### Requirements
Output the lines from the line with "Exercise. Mark the orange" to the line with "pixel 327 252", both included, as a Markdown table whose columns are n for the row number and Line for the line's text, with blank lines left out.

### Working data

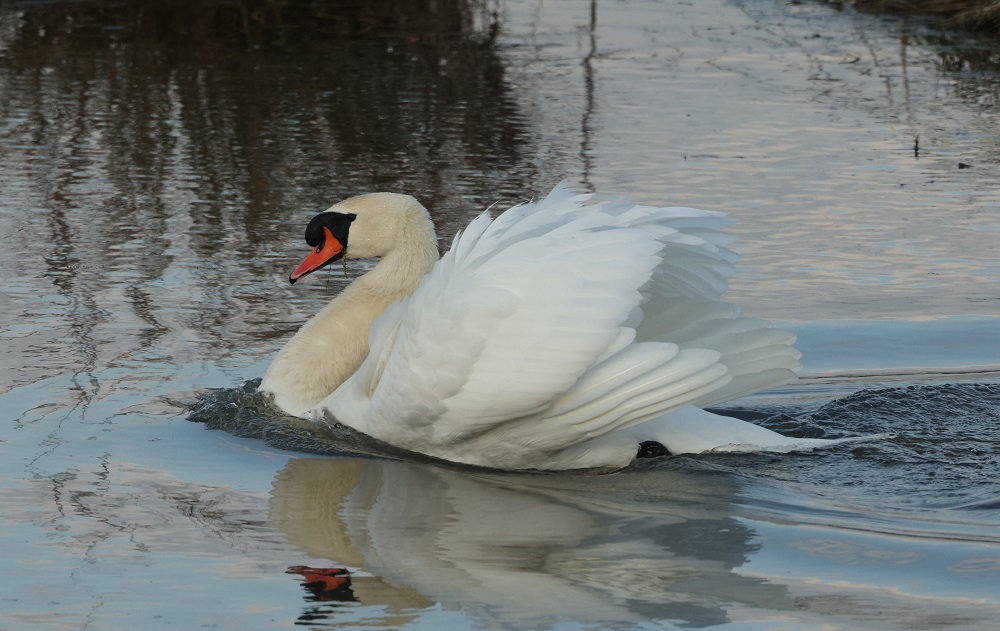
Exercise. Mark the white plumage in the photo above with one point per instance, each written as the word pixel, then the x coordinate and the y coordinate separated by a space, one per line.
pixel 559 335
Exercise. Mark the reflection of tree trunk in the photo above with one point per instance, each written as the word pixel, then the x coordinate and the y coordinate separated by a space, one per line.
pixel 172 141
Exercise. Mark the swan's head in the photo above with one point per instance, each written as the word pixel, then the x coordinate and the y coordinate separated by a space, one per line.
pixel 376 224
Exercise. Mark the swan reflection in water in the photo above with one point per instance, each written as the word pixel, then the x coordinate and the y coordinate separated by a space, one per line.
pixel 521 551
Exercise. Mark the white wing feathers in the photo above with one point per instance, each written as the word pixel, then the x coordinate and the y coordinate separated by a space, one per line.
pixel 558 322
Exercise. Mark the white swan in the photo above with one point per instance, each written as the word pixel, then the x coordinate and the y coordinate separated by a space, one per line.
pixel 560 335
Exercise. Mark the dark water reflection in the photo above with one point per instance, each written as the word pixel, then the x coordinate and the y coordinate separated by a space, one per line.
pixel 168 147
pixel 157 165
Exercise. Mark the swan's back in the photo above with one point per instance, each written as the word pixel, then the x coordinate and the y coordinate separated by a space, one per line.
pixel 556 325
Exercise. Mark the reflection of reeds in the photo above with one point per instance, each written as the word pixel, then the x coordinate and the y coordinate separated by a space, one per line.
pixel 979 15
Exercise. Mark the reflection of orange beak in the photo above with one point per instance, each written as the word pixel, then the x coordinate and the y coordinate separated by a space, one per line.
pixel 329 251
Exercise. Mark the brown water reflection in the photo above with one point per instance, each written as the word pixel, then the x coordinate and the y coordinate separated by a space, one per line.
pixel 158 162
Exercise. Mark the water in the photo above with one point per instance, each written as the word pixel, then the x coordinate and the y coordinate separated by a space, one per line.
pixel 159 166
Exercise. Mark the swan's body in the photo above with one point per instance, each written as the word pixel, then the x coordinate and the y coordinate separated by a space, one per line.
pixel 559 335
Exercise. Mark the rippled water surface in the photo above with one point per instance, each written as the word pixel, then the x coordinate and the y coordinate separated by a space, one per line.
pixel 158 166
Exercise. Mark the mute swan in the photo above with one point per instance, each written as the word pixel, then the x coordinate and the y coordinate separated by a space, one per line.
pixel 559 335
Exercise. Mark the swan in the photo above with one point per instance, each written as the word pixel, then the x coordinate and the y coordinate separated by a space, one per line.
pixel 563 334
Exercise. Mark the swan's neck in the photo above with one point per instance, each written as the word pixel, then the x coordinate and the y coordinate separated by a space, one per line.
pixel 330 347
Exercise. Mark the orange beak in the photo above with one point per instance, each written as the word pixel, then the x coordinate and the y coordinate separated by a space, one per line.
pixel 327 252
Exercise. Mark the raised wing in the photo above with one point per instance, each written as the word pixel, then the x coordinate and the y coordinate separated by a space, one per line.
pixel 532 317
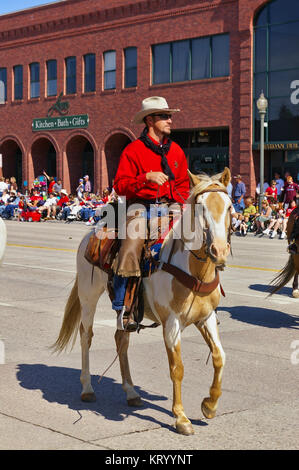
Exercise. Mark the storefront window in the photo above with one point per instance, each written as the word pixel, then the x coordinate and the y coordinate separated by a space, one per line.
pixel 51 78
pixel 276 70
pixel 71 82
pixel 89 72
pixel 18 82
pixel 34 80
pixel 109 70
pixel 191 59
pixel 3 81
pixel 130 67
==
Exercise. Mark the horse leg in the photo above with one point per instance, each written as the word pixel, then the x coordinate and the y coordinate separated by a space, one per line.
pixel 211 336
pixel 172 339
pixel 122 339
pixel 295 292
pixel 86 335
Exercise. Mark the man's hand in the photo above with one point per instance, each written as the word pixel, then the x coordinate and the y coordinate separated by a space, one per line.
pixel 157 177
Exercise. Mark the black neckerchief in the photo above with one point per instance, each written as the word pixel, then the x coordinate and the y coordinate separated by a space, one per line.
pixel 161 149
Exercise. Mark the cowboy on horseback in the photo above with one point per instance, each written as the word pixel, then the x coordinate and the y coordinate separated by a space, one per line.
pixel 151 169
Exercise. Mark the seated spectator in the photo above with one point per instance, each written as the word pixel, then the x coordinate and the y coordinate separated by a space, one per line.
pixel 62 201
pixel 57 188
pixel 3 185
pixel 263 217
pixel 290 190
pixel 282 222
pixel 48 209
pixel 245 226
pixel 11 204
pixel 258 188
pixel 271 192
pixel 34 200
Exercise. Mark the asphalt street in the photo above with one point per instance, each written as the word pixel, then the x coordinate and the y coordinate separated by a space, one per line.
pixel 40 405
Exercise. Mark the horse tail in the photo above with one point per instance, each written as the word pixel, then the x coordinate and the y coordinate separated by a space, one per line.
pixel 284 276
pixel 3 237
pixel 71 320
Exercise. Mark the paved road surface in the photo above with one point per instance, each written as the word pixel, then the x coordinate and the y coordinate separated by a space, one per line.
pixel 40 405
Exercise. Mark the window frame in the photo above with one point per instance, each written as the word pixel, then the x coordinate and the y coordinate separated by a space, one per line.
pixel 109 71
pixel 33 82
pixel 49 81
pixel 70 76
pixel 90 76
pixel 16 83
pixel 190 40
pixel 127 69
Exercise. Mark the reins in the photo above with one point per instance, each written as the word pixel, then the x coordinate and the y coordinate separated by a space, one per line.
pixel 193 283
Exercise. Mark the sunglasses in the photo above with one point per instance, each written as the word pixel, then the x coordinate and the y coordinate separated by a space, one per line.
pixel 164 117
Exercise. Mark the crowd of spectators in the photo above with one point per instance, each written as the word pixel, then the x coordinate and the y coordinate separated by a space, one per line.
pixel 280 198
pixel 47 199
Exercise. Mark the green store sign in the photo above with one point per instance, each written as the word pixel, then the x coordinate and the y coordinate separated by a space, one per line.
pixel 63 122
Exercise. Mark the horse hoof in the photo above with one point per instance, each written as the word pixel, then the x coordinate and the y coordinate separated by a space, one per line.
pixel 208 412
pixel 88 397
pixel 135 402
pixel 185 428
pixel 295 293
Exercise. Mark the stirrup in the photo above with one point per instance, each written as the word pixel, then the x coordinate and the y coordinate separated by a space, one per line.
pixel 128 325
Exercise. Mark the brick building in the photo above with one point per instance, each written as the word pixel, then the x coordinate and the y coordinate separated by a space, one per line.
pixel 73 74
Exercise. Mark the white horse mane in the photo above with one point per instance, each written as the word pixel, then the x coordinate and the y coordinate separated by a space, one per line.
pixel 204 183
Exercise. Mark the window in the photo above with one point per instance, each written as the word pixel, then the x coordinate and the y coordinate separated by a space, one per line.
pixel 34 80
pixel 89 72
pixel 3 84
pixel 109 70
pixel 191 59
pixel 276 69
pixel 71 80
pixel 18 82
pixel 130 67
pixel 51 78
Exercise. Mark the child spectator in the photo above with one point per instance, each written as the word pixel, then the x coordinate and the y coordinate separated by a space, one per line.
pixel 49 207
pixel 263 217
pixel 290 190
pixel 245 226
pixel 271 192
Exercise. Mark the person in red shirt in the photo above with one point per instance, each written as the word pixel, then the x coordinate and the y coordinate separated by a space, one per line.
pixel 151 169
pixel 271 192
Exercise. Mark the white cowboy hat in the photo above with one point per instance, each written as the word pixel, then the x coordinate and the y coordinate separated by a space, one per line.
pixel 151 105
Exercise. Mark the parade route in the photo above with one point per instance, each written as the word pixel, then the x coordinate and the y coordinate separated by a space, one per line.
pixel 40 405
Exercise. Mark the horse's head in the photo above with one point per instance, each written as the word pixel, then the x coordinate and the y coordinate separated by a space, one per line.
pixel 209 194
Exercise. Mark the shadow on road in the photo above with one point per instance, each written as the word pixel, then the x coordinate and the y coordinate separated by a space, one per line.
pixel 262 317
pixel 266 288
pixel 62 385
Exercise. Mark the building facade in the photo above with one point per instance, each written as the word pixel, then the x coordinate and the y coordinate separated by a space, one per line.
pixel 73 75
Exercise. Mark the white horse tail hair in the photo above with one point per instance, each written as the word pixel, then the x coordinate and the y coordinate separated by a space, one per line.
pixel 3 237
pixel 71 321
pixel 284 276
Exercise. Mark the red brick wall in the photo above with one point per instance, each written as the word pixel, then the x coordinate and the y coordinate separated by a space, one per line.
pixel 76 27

### Answer below
| n | Line |
|---|---|
| 1 | Exercise. Mark the orange beak in the photo above with one point per instance, each written as the word pixel, then the x coordinate and the y coordinate separated by a space, one per line. |
| 2 | pixel 327 252 |